§ **YOUR ASSIGNMENT**: Continue the biography of Hilliard Beyerstein from the last sentence shown.

§ **SUPPLIED PASSAGE**:
=== Section Start ===

Member of Parliament for Camrose
- In office 1949–1953
- Preceded by: James Alexander Marshall
- Succeeded by: district abolished

Personal details
- Born: November 3, 1907 Meeting Creek, Alberta, Canada
- Died: September 23, 1990 (aged 82) Port Moody, British Columbia, Canada
- Party: Social Credit Party of Canada
- Spouse(s): Christine Nelson (m. 22 Apr 1943)
- Children: Barry Lane Beyerstein
- Profession: chiropractor

= Hilliard Beyerstein =

Canadian politician

Hilliard Harris William Beyerstein (November 3, 1907 – September 23, 1990) was a Canadian chiropractor and politician.

Born in Meeting Creek, Alberta, Beyerstein first ran for the House of Commons of Canada as a Social Credit Party candidate in the 1949 federal election. He defeated 3 other candidates to win the Camrose electoral district. His district was abolished in the 1953 general election and he did not seek re-election that year.

=== Section End ===

§ **STORED DATA**:
=== Section Start ===

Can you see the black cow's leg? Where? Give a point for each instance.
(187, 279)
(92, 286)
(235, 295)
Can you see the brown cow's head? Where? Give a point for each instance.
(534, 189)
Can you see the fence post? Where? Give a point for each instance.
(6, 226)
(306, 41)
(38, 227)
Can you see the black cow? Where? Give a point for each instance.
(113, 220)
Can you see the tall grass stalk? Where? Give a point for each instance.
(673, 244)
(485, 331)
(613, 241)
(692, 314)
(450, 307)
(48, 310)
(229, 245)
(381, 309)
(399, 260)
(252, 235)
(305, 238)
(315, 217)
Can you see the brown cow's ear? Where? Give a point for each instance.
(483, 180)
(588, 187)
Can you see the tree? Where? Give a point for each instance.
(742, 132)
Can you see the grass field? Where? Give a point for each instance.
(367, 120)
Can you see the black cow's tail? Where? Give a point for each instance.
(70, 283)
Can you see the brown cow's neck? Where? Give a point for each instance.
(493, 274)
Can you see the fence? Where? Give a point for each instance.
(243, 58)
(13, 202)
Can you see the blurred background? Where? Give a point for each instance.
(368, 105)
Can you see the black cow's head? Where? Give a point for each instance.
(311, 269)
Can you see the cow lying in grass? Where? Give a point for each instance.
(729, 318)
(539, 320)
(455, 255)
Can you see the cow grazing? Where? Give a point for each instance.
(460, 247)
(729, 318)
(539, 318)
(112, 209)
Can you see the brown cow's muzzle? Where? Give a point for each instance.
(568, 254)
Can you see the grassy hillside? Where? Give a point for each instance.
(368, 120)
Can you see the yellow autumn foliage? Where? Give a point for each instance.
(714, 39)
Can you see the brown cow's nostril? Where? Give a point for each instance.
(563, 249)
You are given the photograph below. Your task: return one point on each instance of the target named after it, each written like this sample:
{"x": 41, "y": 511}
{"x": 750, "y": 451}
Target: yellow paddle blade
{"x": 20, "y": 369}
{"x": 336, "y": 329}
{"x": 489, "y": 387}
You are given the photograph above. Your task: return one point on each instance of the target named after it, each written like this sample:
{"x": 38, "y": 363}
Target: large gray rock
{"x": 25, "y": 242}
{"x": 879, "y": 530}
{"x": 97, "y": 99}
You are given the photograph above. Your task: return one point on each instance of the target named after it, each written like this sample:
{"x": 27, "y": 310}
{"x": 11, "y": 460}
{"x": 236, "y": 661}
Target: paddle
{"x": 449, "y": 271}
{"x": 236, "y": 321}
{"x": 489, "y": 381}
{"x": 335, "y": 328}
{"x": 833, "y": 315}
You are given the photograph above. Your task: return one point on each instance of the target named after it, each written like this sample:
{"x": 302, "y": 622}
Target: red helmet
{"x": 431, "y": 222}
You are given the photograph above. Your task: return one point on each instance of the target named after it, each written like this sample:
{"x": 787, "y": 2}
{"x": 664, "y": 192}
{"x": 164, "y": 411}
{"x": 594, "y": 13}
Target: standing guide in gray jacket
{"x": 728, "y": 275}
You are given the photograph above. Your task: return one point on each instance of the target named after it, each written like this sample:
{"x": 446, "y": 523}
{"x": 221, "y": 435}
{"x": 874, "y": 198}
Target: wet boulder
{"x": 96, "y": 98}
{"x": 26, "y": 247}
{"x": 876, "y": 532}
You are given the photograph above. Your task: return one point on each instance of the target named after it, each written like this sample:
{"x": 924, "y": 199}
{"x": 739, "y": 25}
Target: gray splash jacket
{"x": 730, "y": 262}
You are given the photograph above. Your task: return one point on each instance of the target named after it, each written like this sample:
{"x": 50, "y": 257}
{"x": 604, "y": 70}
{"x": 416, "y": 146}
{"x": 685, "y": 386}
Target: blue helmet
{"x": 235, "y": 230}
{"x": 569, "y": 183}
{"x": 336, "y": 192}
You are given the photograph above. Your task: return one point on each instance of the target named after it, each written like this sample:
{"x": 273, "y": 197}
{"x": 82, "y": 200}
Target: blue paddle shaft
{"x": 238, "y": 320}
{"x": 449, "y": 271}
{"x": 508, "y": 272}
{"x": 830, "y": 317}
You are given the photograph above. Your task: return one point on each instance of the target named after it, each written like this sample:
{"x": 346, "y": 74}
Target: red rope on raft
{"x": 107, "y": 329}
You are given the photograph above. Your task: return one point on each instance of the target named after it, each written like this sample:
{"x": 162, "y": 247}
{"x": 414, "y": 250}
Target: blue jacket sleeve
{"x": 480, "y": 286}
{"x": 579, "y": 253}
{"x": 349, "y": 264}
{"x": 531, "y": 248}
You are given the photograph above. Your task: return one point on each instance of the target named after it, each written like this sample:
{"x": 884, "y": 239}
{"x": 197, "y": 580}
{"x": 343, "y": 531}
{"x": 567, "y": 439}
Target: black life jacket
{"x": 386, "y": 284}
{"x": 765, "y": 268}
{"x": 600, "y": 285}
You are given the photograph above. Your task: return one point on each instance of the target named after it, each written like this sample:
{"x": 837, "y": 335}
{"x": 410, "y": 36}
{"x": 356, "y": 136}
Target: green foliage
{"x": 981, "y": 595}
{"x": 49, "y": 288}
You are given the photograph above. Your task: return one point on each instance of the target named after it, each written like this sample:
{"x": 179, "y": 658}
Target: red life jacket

=== Section End ===

§ **EXERCISE ANSWER**:
Beyerstein moved to British Columbia and ran for another term in office in the 1957 federal election in the district of Vancouver South but was defeated by Ernest James Broome. Parliament dissolved a year later and Broome and Beyerstein would run against each other for the second time in the 1958 federal election. Beyerstein would be badly defeated finishing fourth out of five candidates. He would attempt to run for office for the last time in 1962 federal election in the Burnaby—Richmond district but lost to Bob Prittie. He died in a hospital in Port Moody, British Columbia in 1990. He had suffered from congestive heart failure.

He was the father of Barry Beyerstein, scientific skeptic and professor of psychology.